WHAT TO DO: Pick out every line in the rows below that contains the word "parachute" and copy each one; the match is case-sensitive.
____
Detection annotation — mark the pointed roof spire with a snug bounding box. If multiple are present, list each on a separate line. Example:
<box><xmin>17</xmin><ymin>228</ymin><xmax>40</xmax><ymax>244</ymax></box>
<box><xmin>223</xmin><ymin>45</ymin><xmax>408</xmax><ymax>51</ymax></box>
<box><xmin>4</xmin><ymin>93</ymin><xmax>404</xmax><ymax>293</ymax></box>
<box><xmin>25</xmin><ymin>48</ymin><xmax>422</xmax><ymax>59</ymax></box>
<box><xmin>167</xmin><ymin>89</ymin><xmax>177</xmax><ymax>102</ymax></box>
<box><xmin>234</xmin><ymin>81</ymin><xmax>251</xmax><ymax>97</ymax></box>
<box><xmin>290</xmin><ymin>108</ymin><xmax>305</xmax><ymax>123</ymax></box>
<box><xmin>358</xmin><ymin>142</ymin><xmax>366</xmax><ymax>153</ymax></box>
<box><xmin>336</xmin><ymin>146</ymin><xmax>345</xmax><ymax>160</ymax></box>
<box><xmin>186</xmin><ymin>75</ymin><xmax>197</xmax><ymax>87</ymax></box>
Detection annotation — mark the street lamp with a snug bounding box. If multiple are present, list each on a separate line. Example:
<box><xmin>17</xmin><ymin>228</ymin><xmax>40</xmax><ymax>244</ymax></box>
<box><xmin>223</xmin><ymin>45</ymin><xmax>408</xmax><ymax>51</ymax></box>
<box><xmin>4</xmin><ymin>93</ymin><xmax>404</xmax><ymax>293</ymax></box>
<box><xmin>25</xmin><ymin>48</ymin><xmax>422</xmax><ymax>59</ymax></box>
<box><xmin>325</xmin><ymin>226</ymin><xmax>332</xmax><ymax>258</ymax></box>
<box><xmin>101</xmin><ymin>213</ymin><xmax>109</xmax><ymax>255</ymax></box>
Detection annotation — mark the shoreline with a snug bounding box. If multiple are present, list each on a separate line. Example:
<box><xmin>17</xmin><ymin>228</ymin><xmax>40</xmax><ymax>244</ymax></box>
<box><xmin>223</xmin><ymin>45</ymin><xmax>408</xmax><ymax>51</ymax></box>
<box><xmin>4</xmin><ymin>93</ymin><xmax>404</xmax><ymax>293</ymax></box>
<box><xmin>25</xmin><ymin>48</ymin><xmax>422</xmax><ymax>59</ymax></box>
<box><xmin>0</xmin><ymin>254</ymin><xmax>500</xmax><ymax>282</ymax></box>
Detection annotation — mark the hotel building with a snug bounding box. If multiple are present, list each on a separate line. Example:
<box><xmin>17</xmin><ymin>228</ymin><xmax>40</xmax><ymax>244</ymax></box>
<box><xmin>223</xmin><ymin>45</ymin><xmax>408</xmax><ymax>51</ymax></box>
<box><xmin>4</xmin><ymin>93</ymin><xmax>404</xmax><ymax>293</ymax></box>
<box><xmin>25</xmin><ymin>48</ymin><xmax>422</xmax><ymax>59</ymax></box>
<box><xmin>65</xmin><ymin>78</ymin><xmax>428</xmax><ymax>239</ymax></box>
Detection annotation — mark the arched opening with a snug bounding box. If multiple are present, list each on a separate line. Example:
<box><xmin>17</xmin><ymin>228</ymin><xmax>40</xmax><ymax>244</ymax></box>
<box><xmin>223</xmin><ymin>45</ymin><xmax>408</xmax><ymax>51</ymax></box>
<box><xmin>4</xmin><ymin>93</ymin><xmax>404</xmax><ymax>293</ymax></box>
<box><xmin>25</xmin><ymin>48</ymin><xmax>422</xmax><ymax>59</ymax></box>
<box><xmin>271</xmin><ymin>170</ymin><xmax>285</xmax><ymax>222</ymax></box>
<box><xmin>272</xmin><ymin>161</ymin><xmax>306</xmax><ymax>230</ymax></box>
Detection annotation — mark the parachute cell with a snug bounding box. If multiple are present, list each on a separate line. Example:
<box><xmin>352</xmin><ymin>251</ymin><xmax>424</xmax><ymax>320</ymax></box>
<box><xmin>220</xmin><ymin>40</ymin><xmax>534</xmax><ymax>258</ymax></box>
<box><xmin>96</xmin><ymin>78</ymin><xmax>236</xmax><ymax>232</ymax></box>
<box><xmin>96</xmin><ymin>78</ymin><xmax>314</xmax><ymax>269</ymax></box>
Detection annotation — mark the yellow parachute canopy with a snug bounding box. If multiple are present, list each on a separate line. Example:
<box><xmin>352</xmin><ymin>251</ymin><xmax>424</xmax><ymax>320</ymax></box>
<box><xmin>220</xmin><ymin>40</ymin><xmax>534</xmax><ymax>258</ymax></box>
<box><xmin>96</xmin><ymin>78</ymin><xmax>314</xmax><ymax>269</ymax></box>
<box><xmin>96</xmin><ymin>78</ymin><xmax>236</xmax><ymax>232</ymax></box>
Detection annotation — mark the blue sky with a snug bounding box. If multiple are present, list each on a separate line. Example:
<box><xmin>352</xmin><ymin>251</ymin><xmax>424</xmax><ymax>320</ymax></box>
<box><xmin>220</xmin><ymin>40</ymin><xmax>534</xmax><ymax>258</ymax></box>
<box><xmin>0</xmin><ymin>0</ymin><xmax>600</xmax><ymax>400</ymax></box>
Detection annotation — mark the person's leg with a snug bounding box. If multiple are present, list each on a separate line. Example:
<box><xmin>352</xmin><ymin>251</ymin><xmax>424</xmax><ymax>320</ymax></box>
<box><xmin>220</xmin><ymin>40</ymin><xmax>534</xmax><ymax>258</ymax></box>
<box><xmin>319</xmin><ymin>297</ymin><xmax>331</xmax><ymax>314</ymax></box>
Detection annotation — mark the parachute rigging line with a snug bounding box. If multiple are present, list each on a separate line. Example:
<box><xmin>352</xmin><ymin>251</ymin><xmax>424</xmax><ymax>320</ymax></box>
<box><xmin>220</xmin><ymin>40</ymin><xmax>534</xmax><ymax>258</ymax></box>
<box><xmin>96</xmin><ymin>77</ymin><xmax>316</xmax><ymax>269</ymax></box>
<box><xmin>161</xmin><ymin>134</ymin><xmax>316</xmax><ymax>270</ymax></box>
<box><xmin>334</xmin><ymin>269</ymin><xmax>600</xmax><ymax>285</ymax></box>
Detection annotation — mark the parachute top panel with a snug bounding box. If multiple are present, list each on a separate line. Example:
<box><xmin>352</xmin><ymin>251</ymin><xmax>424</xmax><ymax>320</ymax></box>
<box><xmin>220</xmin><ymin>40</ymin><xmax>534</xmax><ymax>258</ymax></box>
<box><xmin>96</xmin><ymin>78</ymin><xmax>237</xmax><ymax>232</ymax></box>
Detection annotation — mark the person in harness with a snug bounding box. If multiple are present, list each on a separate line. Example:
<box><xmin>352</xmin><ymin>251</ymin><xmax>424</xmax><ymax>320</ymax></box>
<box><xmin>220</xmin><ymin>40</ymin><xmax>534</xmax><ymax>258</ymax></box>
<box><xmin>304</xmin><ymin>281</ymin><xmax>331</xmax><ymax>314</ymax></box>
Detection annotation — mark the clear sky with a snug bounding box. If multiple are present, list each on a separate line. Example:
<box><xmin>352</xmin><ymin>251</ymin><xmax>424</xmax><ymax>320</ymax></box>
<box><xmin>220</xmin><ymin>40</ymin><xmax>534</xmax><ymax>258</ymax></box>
____
RESPONSE:
Detection annotation — mark the parachute cell with a snug bounding box. If multiple are present, list each on a separate line. Example:
Detection annotation — mark the yellow parachute canopy with a snug bounding box. If multiple are present, list each on a separate line. Example:
Detection annotation — mark the parachute rigging line with a snug bounding box. If multiple are present, list each on a separate line. Example:
Detection annotation — mark the parachute top panel with a snug bounding box. If multiple are present, list each on a separate line. Example:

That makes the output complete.